> INSTRUCTIONS TO FOLLOW
Output the line with "Would you kindly" and every following line to the end of the material, exactly as they appear.

───

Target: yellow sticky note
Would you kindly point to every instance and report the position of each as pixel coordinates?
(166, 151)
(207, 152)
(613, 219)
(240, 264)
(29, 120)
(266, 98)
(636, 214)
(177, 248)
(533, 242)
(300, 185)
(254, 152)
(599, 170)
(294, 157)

───

> SOLVED EXERCISE
Would you kindly point to every instance and report the position of each as pixel coordinates?
(166, 151)
(207, 152)
(613, 219)
(240, 264)
(29, 120)
(266, 98)
(636, 214)
(177, 248)
(533, 242)
(300, 185)
(254, 152)
(599, 170)
(294, 157)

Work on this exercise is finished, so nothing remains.